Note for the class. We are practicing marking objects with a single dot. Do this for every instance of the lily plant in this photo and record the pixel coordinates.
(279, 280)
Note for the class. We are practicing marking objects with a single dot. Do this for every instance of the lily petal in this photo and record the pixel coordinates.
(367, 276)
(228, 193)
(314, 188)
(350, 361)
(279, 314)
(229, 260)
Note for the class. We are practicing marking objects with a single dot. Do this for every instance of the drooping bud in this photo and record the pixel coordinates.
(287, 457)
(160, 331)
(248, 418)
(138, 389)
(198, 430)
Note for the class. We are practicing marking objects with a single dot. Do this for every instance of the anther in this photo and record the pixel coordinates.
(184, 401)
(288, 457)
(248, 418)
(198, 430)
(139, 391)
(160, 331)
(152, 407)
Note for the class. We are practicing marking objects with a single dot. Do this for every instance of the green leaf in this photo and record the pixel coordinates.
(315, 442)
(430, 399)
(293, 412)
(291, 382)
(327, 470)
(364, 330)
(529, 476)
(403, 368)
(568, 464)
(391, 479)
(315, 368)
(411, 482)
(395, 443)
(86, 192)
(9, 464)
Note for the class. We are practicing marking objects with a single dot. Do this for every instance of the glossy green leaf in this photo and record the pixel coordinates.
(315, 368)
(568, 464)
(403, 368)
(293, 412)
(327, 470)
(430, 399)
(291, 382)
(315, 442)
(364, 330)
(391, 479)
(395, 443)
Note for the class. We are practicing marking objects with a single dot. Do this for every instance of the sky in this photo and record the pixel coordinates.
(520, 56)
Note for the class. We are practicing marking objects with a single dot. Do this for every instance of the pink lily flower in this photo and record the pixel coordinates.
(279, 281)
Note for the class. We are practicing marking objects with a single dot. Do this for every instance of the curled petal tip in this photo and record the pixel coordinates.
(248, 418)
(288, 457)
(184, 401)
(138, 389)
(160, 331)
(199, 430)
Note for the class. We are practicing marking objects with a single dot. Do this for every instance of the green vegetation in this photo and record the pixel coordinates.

= = = =

## Exercise details
To complete this exercise, set down every line above exactly once more.

## Your solution
Note for the class. We are practicing marking objects with a single dot. Do this for every instance of the lily plant in this photo and record the pixel coordinates.
(279, 280)
Note for the class. We are practicing marking objects with a single dot. Do this for every instance of the lily petal in this photo and record the pixel coordinates.
(367, 276)
(228, 193)
(314, 188)
(350, 361)
(279, 314)
(229, 260)
Note for the class. We are practicing marking objects with a single dot. Do this for every instance of the drooping bud in this photo and record the pixel coordinates.
(287, 457)
(160, 331)
(248, 418)
(138, 389)
(198, 430)
Note for the class. We are practicing marking objects with a single dot. Do this for every instance of the anther in this photo and record the pixel coordinates.
(184, 401)
(288, 457)
(248, 418)
(198, 430)
(139, 391)
(160, 331)
(152, 407)
Note for the class. We are practicing marking objects with a single dot. Do this for every instance of the green leaf in this photo and record the pixel coordinates.
(315, 442)
(430, 399)
(293, 412)
(291, 382)
(327, 470)
(364, 330)
(529, 476)
(403, 368)
(568, 464)
(391, 479)
(315, 368)
(411, 482)
(395, 443)
(86, 192)
(9, 464)
Note for the class. We are practicing marking objects with a single dot. Do this for every instance of the glossy green leaf in this photo and record the pixel coordinates.
(315, 368)
(568, 464)
(403, 368)
(293, 412)
(327, 470)
(430, 399)
(291, 382)
(315, 442)
(364, 330)
(391, 479)
(395, 443)
Note for the class. We are practicing marking objects with a single dot. Do this for every instance of the sky in this photo and record the pixel coordinates.
(520, 56)
Note for the class. We are practicing marking objects with a single dot. Do this for every instance of the pink lily flower in this photo and record the pixel coordinates.
(279, 281)
Note for the class. We are practicing marking objects with a single dot. Do this for every instance of the curled petal tip in this photo and record the pixel coordinates.
(248, 418)
(288, 457)
(184, 401)
(138, 389)
(160, 331)
(199, 430)
Note for the class. We are practicing marking objects with a single dot. Do this for every instance of the green vegetation in this photo and record the pixel coordinates.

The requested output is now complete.